### What to work on
- A) According to the PySpark UDF instrumentation page, where can the added duration metric be seen?
- B) Extend the PySpark UDF instrumentation page by writing what comes after its last sentence.

### Text shown
◆ ◆ ◆ ◆
🦌PySpark UDF instrumentation

Usage examples

Enable all Python UDF instrumentation (PySpark)

from pyspark.sql import SparkSession

spark = (
    SparkSession.builder
    .appName("MyApp")
    .config("spark.plugins", "io.dataflint.spark.SparkDataflintPlugin")
    .config("spark.dataflint.instrument.spark.enabled", "true")
    .getOrCreate()
)

Enable only mapInPandas instrumentation

from pyspark.sql import SparkSession

spark = (
    SparkSession.builder
    .appName("MyApp")
    .config("spark.plugins", "io.dataflint.spark.SparkDataflintPlugin")
    .config("spark.dataflint.instrument.spark.mapInPandas.enabled", "true")
    .getOrCreate()
)

Enable only mapInArrow instrumentation

from pyspark.sql import SparkSession

spark = (
    SparkSession.builder
    .appName("MyApp")
    .config("spark.plugins", "io.dataflint.spark.SparkDataflintPlugin")
    .config("spark.dataflint.instrument.spark.mapInArrow.enabled", "true")
    .getOrCreate()
)

Enable only Arrow scalar `pandas_udf` instrumentation

from pyspark.sql import SparkSession

spark = (
    SparkSession.builder
    .appName("MyApp")
    .config("spark.plugins", "io.dataflint.spark.SparkDataflintPlugin")
    .config("spark.dataflint.instrument.spark.arrowEvalPython.enabled", "true")
    .getOrCreate()
)

Enable only regular `@udf` batch instrumentation

from pyspark.sql import SparkSession

spark = (
    SparkSession.builder
    .appName("MyApp")
    .config("spark.plugins", "io.dataflint.spark.SparkDataflintPlugin")
    .config("spark.dataflint.instrument.spark.batchEvalPython.enabled", "true")
    .getOrCreate()
)

Enable only grouped `applyInPandas()` instrumentation

from pyspark.sql import SparkSession

spark = (
    SparkSession.builder
    .appName("MyApp")
    .config("spark.plugins", "io.dataflint.spark.SparkDataflintPlugin")
    .config("spark.dataflint.instrument.spark.flatMapGroupsInPandas.enabled", "true")
    .getOrCreate()
)

Enable only co-grouped `applyInPandas()` instrumentation

from pyspark.sql import SparkSession

spark = (
    SparkSession.builder
    .appName("MyApp")
    .config("spark.plugins", "io.dataflint.spark.SparkDataflintPlugin")
    .config("spark.dataflint.instrument.spark.flatMapCoGroupsInPandas.enabled", "true")
    .getOrCreate()
)

Spark Python UDF Instrumentation

Overview

Spark uses several physical nodes to run PySpark UDFs. Spark does not report Python execution time for these nodes by default.

DataFlint replaces the built-in physical plan nodes

It uses instrumented versions that add a duration SQL metric. The metric is visible in the Spark UI SQL tab.
◆ ◆ ◆ ◆
Image location labeling entries:
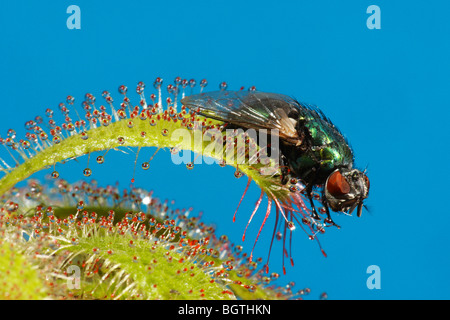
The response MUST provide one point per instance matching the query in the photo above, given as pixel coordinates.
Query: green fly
(312, 149)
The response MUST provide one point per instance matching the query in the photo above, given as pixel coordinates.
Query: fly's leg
(327, 210)
(311, 202)
(328, 219)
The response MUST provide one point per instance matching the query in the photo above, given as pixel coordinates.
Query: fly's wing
(249, 109)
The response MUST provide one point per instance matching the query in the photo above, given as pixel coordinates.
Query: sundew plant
(85, 240)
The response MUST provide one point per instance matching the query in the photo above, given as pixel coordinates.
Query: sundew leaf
(137, 257)
(150, 123)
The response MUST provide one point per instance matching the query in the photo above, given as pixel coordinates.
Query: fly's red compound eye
(337, 185)
(367, 182)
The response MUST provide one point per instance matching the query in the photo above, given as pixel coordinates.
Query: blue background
(386, 89)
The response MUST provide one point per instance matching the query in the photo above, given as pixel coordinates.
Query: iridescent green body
(325, 147)
(311, 146)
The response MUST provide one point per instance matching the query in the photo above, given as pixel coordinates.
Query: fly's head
(346, 189)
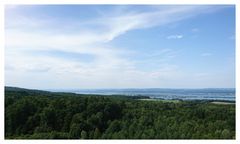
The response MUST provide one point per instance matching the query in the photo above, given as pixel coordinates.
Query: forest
(35, 114)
◆ ◆ ◆ ◆
### Response list
- A) In the Spark UI SQL tab.

- B)
Configuration

All properties default to false.

spark.dataflint.instrument.spark.enabled
- Global toggle.
- Enables all Spark Python UDF instrumentation on this page.
spark.dataflint.instrument.spark.mapInPandas.enabled
- Enables mapInPandas instrumentation only.
spark.dataflint.instrument.spark.mapInArrow.enabled
- Enables mapInArrow instrumentation only.
spark.dataflint.instrument.spark.arrowEvalPython.enabled
- Enables ArrowEvalPythonExec instrumentation only.
- Use this for scalar or scalar-iterator pandas_udf.
spark.dataflint.instrument.spark.batchEvalPython.enabled
- Enables BatchEvalPythonExec instrumentation only.
- Use this for regular pickle-based @udf.
spark.dataflint.instrument.spark.flatMapGroupsInPandas.enabled
- Enables FlatMapGroupsInPandasExec instrumentation only.
- Use this for GroupedData.applyInPandas().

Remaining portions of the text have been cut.